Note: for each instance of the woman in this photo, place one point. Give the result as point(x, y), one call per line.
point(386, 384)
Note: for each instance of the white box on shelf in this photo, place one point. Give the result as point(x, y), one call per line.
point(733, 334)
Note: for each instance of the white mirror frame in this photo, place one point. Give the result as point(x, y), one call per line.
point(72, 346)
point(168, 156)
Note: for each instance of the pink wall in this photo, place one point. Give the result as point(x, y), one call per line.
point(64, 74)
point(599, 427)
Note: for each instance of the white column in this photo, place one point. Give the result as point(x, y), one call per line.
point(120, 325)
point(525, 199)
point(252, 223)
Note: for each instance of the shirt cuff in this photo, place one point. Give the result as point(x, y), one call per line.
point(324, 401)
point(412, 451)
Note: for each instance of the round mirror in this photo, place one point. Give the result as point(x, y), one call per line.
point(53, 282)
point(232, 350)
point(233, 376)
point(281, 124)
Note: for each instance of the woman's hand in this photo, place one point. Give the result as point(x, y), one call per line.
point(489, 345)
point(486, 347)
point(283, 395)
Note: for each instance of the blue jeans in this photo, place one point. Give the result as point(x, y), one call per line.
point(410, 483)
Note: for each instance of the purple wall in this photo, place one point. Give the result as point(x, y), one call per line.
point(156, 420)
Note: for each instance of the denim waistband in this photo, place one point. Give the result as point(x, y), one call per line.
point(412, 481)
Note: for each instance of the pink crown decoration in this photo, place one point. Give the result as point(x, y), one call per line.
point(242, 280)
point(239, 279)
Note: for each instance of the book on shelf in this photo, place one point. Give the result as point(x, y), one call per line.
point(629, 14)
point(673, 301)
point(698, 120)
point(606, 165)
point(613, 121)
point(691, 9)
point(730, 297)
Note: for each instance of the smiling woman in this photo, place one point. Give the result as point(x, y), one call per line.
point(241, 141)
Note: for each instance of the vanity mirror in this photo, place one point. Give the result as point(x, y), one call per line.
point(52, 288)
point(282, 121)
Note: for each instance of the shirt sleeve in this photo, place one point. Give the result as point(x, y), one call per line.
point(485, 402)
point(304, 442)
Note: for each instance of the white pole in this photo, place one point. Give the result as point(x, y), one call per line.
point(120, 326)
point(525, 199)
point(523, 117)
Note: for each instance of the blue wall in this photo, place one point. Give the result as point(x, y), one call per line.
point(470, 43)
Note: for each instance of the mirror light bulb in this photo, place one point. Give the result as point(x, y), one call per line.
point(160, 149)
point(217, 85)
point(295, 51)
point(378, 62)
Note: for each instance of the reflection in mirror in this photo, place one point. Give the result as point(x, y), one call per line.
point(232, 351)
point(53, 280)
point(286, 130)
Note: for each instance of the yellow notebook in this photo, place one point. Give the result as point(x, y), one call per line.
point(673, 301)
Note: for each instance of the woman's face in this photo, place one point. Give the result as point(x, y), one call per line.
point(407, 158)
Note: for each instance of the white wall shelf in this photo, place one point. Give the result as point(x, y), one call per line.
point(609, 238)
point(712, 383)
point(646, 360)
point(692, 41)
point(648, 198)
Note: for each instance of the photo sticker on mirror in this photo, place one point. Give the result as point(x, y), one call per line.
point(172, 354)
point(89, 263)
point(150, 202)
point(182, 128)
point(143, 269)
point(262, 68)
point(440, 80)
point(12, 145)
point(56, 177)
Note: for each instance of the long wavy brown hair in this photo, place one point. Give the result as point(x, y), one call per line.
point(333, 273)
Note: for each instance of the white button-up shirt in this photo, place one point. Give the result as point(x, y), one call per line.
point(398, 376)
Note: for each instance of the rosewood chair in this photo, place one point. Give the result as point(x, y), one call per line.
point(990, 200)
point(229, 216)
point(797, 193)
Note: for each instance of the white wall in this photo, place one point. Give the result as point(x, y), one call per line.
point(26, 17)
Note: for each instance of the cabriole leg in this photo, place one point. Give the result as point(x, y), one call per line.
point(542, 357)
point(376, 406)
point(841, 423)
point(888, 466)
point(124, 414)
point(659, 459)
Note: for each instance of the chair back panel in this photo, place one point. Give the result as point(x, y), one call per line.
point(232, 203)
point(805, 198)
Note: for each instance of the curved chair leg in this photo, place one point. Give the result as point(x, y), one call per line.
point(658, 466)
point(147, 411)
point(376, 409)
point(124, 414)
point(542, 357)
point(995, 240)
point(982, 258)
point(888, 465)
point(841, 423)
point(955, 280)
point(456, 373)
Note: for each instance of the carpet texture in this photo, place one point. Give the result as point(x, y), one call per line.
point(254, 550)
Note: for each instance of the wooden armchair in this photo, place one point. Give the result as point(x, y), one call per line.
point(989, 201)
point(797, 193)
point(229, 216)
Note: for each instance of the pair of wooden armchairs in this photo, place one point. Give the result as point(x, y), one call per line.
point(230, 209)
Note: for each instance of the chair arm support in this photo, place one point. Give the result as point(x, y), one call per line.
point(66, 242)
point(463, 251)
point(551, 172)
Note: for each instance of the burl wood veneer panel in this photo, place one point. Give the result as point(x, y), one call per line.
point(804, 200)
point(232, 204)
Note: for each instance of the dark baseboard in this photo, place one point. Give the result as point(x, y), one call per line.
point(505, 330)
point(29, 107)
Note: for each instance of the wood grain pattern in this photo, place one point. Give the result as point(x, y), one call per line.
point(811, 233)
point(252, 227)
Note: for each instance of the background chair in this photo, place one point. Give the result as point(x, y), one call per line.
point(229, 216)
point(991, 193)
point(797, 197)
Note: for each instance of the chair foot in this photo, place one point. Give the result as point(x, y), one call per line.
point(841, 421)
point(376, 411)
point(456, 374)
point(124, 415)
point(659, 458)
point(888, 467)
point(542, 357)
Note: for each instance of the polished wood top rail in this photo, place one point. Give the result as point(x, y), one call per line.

_ИНСТРУКЦИЯ К ЗАДАНИЮ_
Перепечатайте все записи выше, не меняя в них ни одного символа.

_ВЫПОЛНЕННОЕ ЗАДАНИЕ_
Note: for each instance of the woman in this photo, place one point. Give the result as point(x, y), one call per line.
point(386, 384)
Note: for each instance of the white box on shelf in this photo, place one point. Give the result as point(x, y), one call per line.
point(733, 334)
Note: for each instance of the white mirror frame in this photo, place one point. Give the result as point(x, y), one call per line.
point(72, 346)
point(168, 156)
Note: for each instance of the pink wall in this photo, place one point. Give the result as point(x, y), one call per line.
point(64, 74)
point(599, 427)
Note: for each instance of the white column in this photo, place one point. Give the result as point(x, y), one call per line.
point(120, 325)
point(525, 199)
point(252, 223)
Note: for each instance of the shirt cuff in this photo, place one point. Give the result as point(x, y), one call per line.
point(324, 401)
point(412, 451)
Note: for each instance of the round mirror in this photo, place one point. Give the result as point(x, y), one call per line.
point(53, 282)
point(232, 350)
point(233, 376)
point(281, 124)
Note: for each instance of the woman's hand in this photo, place one point. Give the result as point(x, y), one call per line.
point(489, 345)
point(486, 347)
point(283, 395)
Note: for each instance of the blue jeans in this photo, place one point. Give the result as point(x, y), one call per line.
point(410, 483)
Note: for each instance of the purple wall in this photo, place one point. Give the result as point(x, y), one call per line.
point(156, 420)
Note: for each instance of the denim waistband in this photo, place one point. Give the result as point(x, y), one call per line.
point(412, 481)
Note: for each instance of the pink crown decoration in this photo, place one point. Give the result as point(x, y), one call per line.
point(242, 280)
point(239, 279)
Note: for each instance of the book on shelf in this photo, place one point. Give the result as point(x, y), one call per line.
point(629, 14)
point(673, 301)
point(698, 120)
point(606, 165)
point(613, 121)
point(691, 9)
point(730, 297)
Note: for each instance of the smiling woman in this photo, place one point. Give the result as point(x, y), one call per line.
point(241, 141)
Note: for each instance of the vanity mirror in this photo, place one point. Give the result as point(x, y), one call per line.
point(52, 288)
point(282, 121)
Note: for each instance of the shirt sleeve in this photo, place one point. Give the result as point(x, y), one call per line.
point(485, 402)
point(304, 442)
Note: for each instance of the white pole in this photo, place one point. Give the result as point(x, y), one call per line.
point(120, 326)
point(525, 199)
point(523, 117)
Note: for each instance of the blue wall in this photo, place one point. Give the result as point(x, y), one call per line.
point(470, 43)
Note: for each instance of the mirror light bulb in this photo, place one point. Give the result as point(x, y), one call per line.
point(160, 149)
point(217, 85)
point(295, 51)
point(378, 62)
Note: for each instance of the reflection in mirror in this photo, place one point. Give the result as point(x, y), one call per line.
point(232, 351)
point(53, 280)
point(286, 130)
Note: for each instance of the yellow notebook in this photo, place one point. Give the result as point(x, y), one call per line.
point(673, 301)
Note: for each instance of the woman's face in this photo, place one point. Give the result as point(x, y), one call per line.
point(407, 158)
Note: for each instance of the white wall shelf in this photo, place one point. Give the result as point(x, y), one call per line.
point(609, 238)
point(712, 383)
point(646, 360)
point(692, 41)
point(648, 198)
Note: for each instance of the photo sticker on mirror in this photo, place one point. Give the result as point(x, y), one call per line.
point(172, 354)
point(89, 263)
point(150, 202)
point(182, 128)
point(143, 269)
point(262, 68)
point(440, 80)
point(12, 145)
point(56, 177)
Note: for each instance of the long wavy brown hair in this photo, place one point. Give the result as point(x, y), one call per line.
point(333, 273)
Note: for each instance of the white button-up shirt in this photo, place one point. Give the result as point(x, y), one call per line.
point(398, 376)
Note: for each instance of the rosewood chair in this photo, place one point. Give the result as point(x, y), one call per line.
point(990, 200)
point(229, 216)
point(797, 193)
Note: for each instance of the white wall in this photo, place one point. Give the result as point(x, y), one call per line.
point(26, 17)
Note: for each instance of the cabriole leg in this photo, place one point. Give the result as point(x, y), one call per line.
point(542, 357)
point(376, 406)
point(841, 423)
point(888, 466)
point(124, 414)
point(659, 459)
Note: for each instance of the chair back panel in this photo, place one point. Give the result as point(x, y), one call per line.
point(232, 203)
point(805, 198)
Note: for each instance of the curved chair leg in this photo, place one point. Give the result as point(x, y), one call per line.
point(658, 466)
point(147, 411)
point(376, 409)
point(124, 414)
point(542, 357)
point(995, 240)
point(982, 258)
point(888, 465)
point(841, 423)
point(955, 280)
point(456, 373)
Note: for each instance of the carpet texture in this photo, place one point. Give the result as point(x, y), one call per line.
point(254, 550)
Note: for each instance of the wooden armchair in this photo, place one point. Give the result as point(x, y), one call per line.
point(989, 201)
point(797, 193)
point(229, 216)
Note: for each instance of the pair of wooden armchairs in this photo, place one point. Give the result as point(x, y), one call per line.
point(230, 209)
Note: for each instance of the chair arm support in this photo, place one point. Give the result as point(x, y), one call per line.
point(66, 242)
point(463, 251)
point(551, 172)
Note: for each instance of the burl wood veneer panel in this photo, place one point. Give the result as point(x, y), one call per line.
point(804, 200)
point(232, 204)
Note: for each instance of the dark baseboard in this photo, place one point. Give the result as point(x, y), one call per line.
point(505, 330)
point(29, 107)
Note: for each instance of the wood grain pattern in this photo, place one point. Give the result as point(x, y), one call per line.
point(811, 233)
point(252, 227)
Note: for each instance of the background chair in this photo, place one point. Give the result as point(x, y), one call per line.
point(229, 216)
point(991, 193)
point(797, 197)
Note: for each instance of the chair foot in this photo, place one point. Give the result as point(x, y), one call per line.
point(841, 421)
point(376, 411)
point(456, 374)
point(124, 415)
point(659, 458)
point(888, 467)
point(542, 357)
Note: for each instance of the polished wood top rail in this photo, place one point. Give the result as point(x, y), one call per line.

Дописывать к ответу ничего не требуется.